Excerpt:
........
James Black (1879–1948) was a Scottish minister. Originally ordained in the United Free Church of Scotland he became a minister of the Church of Scotland in the merge of 1929 and later served in its highest position, as Moderator of the General Assembly of the Church of Scotland in 1938/39 and was also Chaplain to King George VI in Scotland.

Life
He was born in Rothesay in 1879. He studied Divinity at Glasgow University and also studied at Marburg University. He was ordained into the United Free Church of Scotland in 1903 and began preaching at the Castle Hill Church in Forres.

In 1907 he transferred to the United Free Church on Broughton Place in Edinburgh. He then lived at 5 Inverleith Row. During this time he also served as an Army Chaplain in the First World War.

From 1921 he was minister of St George's West Church in Edinburgh replacing Rev Dr John Kelman. In 1929 the United Free Church re-merged with the Church of Scotland.

In 1938 he succeeded Very Rev Dugald MacFarlane as Moderator of the General Assembly and in 1939 was succeeded in turn by Very Rev Archibald Main. He was appointed Chaplain to the King in 1942.
........
Photo labels with boxes:

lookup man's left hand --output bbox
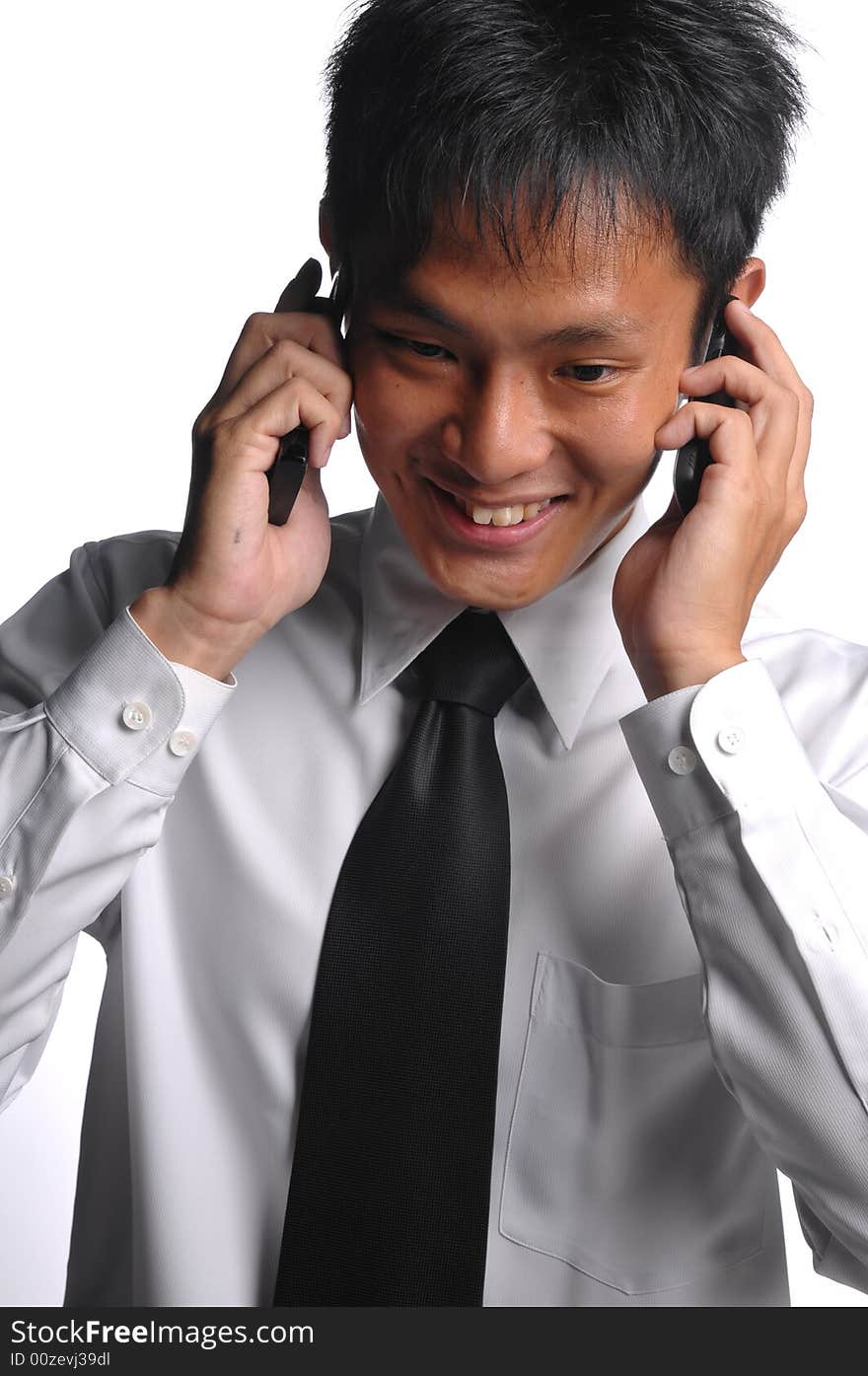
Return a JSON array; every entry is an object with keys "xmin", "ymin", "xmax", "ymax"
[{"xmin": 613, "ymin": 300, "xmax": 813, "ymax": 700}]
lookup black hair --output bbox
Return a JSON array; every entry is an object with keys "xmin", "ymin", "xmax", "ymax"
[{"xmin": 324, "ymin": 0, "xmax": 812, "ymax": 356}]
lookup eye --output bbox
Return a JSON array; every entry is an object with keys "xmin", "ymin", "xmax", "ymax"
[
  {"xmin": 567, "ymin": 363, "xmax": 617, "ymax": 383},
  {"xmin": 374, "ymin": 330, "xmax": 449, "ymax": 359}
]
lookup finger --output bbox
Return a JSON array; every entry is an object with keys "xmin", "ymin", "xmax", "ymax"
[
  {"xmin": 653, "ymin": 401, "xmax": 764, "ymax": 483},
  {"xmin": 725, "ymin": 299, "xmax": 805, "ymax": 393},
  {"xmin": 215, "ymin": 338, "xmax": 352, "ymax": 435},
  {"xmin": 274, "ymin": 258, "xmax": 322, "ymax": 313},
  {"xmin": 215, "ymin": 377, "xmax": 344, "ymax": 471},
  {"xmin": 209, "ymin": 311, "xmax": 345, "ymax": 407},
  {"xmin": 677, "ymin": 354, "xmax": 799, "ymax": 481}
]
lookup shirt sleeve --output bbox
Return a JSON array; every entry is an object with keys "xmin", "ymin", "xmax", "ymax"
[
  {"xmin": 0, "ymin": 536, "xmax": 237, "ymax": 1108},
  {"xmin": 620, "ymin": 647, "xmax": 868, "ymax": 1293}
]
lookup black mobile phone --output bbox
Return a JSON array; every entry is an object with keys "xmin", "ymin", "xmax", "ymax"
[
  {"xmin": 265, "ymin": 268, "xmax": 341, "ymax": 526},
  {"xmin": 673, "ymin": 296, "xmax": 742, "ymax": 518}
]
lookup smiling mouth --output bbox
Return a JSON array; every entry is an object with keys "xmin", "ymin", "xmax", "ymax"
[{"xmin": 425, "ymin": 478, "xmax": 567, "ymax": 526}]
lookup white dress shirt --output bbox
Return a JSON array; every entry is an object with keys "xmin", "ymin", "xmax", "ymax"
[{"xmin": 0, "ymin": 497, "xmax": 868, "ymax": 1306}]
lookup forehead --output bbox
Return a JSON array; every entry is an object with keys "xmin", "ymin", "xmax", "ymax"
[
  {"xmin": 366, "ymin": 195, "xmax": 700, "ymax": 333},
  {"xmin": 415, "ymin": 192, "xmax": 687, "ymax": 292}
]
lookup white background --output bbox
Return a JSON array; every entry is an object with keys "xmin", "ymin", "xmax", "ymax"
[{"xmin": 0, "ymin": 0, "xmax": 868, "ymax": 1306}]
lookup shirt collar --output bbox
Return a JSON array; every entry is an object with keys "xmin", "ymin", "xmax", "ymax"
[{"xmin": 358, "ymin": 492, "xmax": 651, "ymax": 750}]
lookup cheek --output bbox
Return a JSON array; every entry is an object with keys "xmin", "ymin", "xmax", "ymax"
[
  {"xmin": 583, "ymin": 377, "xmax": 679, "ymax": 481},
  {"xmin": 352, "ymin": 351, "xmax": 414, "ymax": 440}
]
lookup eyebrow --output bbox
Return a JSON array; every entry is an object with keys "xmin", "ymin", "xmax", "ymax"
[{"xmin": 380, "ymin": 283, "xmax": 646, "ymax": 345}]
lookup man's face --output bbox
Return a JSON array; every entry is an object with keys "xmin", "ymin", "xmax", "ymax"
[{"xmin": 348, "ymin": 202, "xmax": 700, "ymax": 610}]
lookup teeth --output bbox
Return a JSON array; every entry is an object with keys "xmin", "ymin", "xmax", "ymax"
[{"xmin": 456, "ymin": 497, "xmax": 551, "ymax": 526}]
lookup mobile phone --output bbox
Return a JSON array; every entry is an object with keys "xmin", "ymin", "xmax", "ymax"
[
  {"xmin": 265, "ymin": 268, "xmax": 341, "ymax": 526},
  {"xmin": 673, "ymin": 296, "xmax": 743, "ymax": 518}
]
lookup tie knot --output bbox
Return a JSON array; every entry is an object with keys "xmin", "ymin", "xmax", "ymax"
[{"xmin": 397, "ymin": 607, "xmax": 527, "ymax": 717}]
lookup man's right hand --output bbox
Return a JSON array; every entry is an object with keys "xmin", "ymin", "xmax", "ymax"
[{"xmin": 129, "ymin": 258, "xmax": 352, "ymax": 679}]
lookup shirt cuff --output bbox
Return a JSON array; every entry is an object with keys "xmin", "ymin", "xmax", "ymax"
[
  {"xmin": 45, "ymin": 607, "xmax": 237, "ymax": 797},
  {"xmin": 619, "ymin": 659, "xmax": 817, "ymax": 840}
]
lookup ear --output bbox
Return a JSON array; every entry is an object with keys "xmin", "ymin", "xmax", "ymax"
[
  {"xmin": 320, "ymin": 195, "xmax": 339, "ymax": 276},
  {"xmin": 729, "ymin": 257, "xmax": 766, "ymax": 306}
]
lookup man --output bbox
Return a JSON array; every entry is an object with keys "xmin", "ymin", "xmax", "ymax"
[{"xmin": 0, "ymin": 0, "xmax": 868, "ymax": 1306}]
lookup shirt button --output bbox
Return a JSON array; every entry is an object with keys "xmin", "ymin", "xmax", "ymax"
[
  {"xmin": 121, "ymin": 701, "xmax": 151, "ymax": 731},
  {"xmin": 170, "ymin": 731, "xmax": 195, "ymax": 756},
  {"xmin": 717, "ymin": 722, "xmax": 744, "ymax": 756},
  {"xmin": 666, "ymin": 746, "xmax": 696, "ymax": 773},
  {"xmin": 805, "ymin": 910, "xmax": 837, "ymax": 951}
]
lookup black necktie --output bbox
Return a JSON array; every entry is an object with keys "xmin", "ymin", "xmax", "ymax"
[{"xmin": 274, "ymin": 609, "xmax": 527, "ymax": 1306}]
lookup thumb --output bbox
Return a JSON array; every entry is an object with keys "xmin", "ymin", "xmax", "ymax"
........
To be done:
Answer these questions from the account of James Black above, numbering your answers the same way.
1. In what town was he born?
2. Which church did he transfer to in 1907?
3. Who succeeded him as Moderator of the General Assembly in 1939?

Task answer:
1. Rothesay
2. The United Free Church on Broughton Place in Edinburgh
3. Very Rev Archibald Main